READING PASSAGE:
———

Just kidding of course. I've always heard great things about oysters, but like any boat get a survey and take a test sail. Any great boat can be ruined by a bad owner. 

Good luck.


----------



## tager (Nov 21, 2008)

Yea buy it! You should give me the Mariner 28, you won't be needing it anymore. jk


----------



## mikeedmo (May 26, 2005)

Buy It!!


----------



## Zanshin (Aug 27, 2006)

During my boat selection phases I looked at a couple of Oysters and was impressed at their massive solidity. They are designed as solid bluewater boats - with all that that entails. They tend to be heavy, full-keeled boats that are not particularly fast (hence they always race against other Oysters) but they will get there. You will get a lot of looks, sort of like driving up in a Bentley.

If all you intend to do is local and coastal sailing then the Oyster might not be the optimal boat, you might want one that is faster or sprightlier or that has more light belowdecks and bigger open spaces.

As a British boat, the electrics might be worth checking into; but assuming typical Oyster maintenance the hull and sail systems will be top-notch.

———

SUPPLIED RECORDS:
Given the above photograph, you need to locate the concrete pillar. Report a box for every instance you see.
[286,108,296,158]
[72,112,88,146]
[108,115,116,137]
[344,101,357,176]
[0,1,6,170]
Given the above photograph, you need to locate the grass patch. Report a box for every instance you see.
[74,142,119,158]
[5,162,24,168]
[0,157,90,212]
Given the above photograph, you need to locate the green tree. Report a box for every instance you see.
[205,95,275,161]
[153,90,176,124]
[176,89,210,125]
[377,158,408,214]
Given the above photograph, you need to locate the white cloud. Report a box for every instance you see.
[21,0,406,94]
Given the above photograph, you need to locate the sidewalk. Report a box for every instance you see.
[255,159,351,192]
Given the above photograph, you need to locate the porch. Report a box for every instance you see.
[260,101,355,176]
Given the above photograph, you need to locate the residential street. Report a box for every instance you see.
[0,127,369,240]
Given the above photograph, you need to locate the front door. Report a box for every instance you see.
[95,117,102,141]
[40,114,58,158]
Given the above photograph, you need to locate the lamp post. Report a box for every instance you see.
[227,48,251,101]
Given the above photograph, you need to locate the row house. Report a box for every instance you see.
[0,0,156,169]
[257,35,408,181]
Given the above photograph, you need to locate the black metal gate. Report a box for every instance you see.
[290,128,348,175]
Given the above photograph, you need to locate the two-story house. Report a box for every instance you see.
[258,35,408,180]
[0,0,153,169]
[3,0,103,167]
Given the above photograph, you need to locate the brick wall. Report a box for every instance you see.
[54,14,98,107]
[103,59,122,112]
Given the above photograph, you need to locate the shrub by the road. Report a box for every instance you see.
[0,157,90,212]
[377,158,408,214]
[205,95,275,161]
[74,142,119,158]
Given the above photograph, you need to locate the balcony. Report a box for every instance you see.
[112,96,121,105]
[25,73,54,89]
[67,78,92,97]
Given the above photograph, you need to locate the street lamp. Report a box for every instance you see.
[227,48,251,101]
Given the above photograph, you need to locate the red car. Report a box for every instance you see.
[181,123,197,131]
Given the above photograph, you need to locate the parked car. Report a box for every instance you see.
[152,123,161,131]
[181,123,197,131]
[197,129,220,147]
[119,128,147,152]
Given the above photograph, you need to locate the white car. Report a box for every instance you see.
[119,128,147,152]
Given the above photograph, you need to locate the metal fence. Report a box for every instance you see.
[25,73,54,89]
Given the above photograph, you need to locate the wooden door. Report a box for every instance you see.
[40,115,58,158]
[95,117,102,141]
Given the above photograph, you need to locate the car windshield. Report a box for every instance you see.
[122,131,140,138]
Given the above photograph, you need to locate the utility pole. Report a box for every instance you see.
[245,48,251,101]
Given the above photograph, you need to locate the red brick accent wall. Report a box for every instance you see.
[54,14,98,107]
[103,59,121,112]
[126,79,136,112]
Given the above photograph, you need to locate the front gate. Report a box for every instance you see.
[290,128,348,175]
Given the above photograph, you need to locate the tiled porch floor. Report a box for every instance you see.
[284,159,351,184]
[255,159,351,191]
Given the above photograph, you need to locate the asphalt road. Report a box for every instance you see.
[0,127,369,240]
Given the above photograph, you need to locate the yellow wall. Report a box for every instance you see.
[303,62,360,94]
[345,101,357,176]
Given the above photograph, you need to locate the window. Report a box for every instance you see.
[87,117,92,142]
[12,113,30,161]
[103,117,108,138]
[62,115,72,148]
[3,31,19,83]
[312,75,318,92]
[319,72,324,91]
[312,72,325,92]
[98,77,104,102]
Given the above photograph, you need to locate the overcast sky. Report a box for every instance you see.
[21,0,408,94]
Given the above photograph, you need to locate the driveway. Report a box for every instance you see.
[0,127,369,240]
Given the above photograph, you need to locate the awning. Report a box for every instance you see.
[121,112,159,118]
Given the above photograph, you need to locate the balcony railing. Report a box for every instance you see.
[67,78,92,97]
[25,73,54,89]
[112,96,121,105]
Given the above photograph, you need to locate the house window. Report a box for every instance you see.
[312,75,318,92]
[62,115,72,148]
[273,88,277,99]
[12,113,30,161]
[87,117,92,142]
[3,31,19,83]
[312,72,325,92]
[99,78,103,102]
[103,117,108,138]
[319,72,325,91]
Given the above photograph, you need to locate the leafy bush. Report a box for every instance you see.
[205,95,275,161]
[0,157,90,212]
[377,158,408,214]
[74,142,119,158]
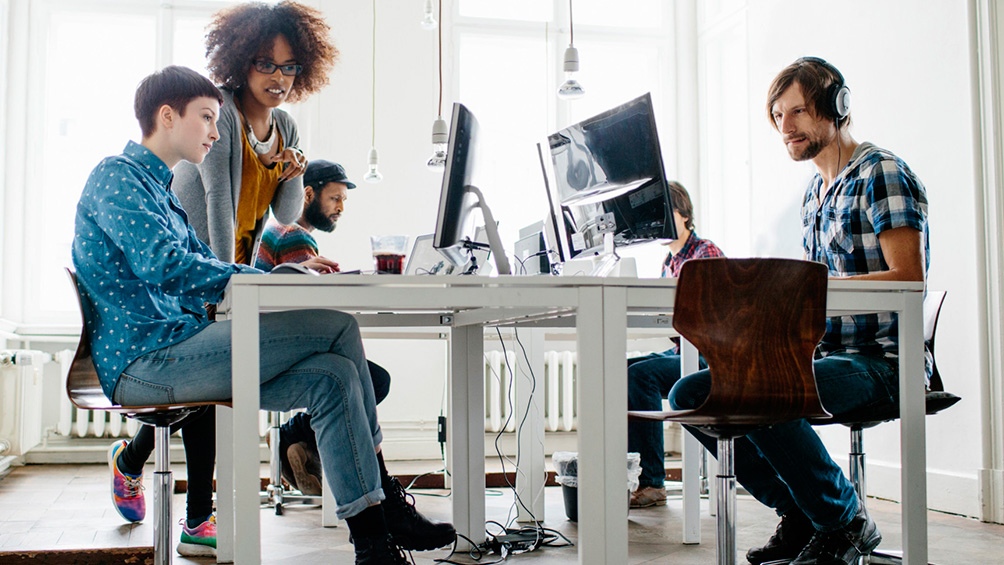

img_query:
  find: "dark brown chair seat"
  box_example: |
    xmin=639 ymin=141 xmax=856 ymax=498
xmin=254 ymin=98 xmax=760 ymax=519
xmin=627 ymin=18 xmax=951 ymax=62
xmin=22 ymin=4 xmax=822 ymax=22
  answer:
xmin=629 ymin=258 xmax=829 ymax=564
xmin=66 ymin=269 xmax=229 ymax=565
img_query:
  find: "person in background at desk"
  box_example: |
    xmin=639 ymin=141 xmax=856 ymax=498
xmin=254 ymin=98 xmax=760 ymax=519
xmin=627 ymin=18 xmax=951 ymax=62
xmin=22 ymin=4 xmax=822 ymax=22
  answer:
xmin=628 ymin=181 xmax=724 ymax=508
xmin=670 ymin=57 xmax=931 ymax=565
xmin=254 ymin=159 xmax=395 ymax=499
xmin=72 ymin=66 xmax=455 ymax=565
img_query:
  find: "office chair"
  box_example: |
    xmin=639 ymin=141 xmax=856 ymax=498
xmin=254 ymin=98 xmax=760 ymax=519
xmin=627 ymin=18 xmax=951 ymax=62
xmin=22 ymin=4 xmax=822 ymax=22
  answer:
xmin=66 ymin=269 xmax=230 ymax=565
xmin=629 ymin=258 xmax=829 ymax=565
xmin=260 ymin=411 xmax=323 ymax=516
xmin=812 ymin=290 xmax=962 ymax=565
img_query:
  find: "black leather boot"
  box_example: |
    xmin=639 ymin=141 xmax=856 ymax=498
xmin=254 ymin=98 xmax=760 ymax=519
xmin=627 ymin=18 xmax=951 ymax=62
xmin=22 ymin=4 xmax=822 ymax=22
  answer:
xmin=791 ymin=504 xmax=882 ymax=565
xmin=381 ymin=477 xmax=457 ymax=551
xmin=746 ymin=508 xmax=815 ymax=565
xmin=353 ymin=535 xmax=408 ymax=565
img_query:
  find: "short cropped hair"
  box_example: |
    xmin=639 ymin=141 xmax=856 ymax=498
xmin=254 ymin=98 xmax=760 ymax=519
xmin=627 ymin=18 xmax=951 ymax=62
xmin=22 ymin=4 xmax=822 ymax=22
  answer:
xmin=206 ymin=0 xmax=338 ymax=102
xmin=669 ymin=181 xmax=694 ymax=231
xmin=767 ymin=57 xmax=850 ymax=129
xmin=133 ymin=65 xmax=223 ymax=137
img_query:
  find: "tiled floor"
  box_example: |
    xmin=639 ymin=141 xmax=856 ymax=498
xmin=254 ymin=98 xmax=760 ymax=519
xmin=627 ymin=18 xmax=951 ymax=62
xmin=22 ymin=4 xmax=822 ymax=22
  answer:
xmin=0 ymin=462 xmax=1004 ymax=565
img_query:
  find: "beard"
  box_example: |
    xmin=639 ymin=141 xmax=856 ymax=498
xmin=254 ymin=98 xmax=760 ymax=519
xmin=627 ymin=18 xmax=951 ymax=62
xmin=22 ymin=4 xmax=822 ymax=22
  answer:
xmin=789 ymin=139 xmax=829 ymax=161
xmin=303 ymin=199 xmax=338 ymax=232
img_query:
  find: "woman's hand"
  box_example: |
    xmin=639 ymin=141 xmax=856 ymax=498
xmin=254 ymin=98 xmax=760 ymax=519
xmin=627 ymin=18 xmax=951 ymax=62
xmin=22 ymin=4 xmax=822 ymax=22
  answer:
xmin=272 ymin=148 xmax=307 ymax=183
xmin=300 ymin=255 xmax=341 ymax=275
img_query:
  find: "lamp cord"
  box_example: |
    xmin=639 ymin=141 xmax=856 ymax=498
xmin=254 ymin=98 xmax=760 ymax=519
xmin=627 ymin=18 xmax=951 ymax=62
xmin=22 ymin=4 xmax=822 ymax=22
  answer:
xmin=568 ymin=0 xmax=575 ymax=45
xmin=436 ymin=0 xmax=443 ymax=117
xmin=369 ymin=0 xmax=377 ymax=148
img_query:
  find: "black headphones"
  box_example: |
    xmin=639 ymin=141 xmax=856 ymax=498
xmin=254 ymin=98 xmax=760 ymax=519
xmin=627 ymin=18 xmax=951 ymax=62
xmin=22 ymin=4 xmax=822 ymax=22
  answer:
xmin=797 ymin=57 xmax=850 ymax=121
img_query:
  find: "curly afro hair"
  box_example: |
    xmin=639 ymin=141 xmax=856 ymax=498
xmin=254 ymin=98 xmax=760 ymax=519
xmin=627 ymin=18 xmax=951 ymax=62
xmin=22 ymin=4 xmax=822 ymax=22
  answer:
xmin=206 ymin=0 xmax=338 ymax=102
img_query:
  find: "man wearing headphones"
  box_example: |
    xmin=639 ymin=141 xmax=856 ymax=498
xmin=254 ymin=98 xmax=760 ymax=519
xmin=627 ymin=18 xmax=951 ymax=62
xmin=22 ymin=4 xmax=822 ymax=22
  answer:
xmin=670 ymin=57 xmax=931 ymax=565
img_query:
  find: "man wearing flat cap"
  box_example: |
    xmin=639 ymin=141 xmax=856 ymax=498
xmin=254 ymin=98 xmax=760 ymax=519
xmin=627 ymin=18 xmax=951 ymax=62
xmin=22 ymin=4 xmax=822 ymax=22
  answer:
xmin=254 ymin=159 xmax=391 ymax=495
xmin=254 ymin=159 xmax=355 ymax=271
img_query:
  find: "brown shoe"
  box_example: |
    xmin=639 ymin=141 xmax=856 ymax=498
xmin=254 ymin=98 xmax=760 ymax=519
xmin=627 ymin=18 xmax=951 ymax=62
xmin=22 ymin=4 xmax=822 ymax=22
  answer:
xmin=286 ymin=442 xmax=320 ymax=496
xmin=631 ymin=487 xmax=666 ymax=508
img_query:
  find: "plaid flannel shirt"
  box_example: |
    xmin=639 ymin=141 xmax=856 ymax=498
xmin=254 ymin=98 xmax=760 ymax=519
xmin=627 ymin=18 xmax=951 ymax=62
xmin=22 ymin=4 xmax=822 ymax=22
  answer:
xmin=802 ymin=143 xmax=931 ymax=367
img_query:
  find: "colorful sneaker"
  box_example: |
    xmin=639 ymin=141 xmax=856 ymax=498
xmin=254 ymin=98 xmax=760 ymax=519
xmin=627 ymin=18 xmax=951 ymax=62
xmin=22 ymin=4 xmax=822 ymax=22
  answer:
xmin=108 ymin=440 xmax=147 ymax=522
xmin=178 ymin=515 xmax=216 ymax=557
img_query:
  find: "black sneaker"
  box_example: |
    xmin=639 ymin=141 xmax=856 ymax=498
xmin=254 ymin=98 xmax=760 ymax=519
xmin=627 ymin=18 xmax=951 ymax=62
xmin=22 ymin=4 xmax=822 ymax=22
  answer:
xmin=282 ymin=442 xmax=321 ymax=497
xmin=791 ymin=504 xmax=882 ymax=565
xmin=381 ymin=477 xmax=457 ymax=551
xmin=746 ymin=508 xmax=815 ymax=565
xmin=353 ymin=535 xmax=409 ymax=565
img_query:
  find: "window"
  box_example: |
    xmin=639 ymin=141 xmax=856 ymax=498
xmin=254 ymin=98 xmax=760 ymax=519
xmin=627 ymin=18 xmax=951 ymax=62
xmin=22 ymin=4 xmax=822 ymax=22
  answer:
xmin=14 ymin=0 xmax=234 ymax=323
xmin=453 ymin=0 xmax=676 ymax=273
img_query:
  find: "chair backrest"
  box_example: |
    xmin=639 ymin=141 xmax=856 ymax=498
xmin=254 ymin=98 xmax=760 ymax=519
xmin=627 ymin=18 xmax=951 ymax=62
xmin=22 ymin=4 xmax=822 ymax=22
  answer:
xmin=66 ymin=268 xmax=226 ymax=415
xmin=673 ymin=258 xmax=829 ymax=425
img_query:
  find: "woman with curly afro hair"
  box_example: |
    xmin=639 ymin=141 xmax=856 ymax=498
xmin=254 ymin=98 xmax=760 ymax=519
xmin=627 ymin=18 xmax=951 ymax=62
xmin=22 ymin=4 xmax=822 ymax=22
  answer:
xmin=174 ymin=0 xmax=338 ymax=265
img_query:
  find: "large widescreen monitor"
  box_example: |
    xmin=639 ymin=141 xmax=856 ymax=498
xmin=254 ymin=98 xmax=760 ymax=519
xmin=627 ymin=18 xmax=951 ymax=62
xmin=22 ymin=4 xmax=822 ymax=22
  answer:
xmin=538 ymin=93 xmax=677 ymax=261
xmin=433 ymin=102 xmax=509 ymax=275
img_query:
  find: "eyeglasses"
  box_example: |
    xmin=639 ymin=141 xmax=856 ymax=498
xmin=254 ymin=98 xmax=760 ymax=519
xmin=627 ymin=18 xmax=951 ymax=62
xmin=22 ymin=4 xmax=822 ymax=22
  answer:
xmin=254 ymin=59 xmax=303 ymax=76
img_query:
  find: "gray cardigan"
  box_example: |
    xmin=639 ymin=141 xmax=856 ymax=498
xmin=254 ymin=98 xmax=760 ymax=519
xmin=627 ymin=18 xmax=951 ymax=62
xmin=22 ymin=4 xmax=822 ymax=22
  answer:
xmin=172 ymin=90 xmax=303 ymax=265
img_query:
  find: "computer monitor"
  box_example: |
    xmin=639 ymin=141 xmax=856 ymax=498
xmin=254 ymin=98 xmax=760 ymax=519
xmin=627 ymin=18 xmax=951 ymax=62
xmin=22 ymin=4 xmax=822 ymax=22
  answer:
xmin=433 ymin=102 xmax=510 ymax=275
xmin=537 ymin=93 xmax=677 ymax=262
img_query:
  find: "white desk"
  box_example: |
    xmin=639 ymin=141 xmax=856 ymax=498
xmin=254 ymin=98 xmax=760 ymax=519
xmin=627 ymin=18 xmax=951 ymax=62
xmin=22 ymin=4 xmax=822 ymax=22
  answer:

———

THE TASKS:
- A) Rewrite the forum thread between "Just kidding of" and "a bad owner.", inclusive, with "survey" replaced by "inspection".
- B) Answer each of the following from the forum thread:
(i) Which boat does tager ask to be given?
(ii) Why do Oysters always race against other Oysters, according to Zanshin?
(iii) What part of a British boat might be worth checking into?

ANSWERS FOR THE TASKS:
- A)
Just kidding of course. I've always heard great things about oysters, but like any boat get a inspection and take a test sail. Any great boat can be ruined by a bad owner.

- B)
(i) The Mariner 28.
(ii) Because they are not particularly fast.
(iii) The electrics.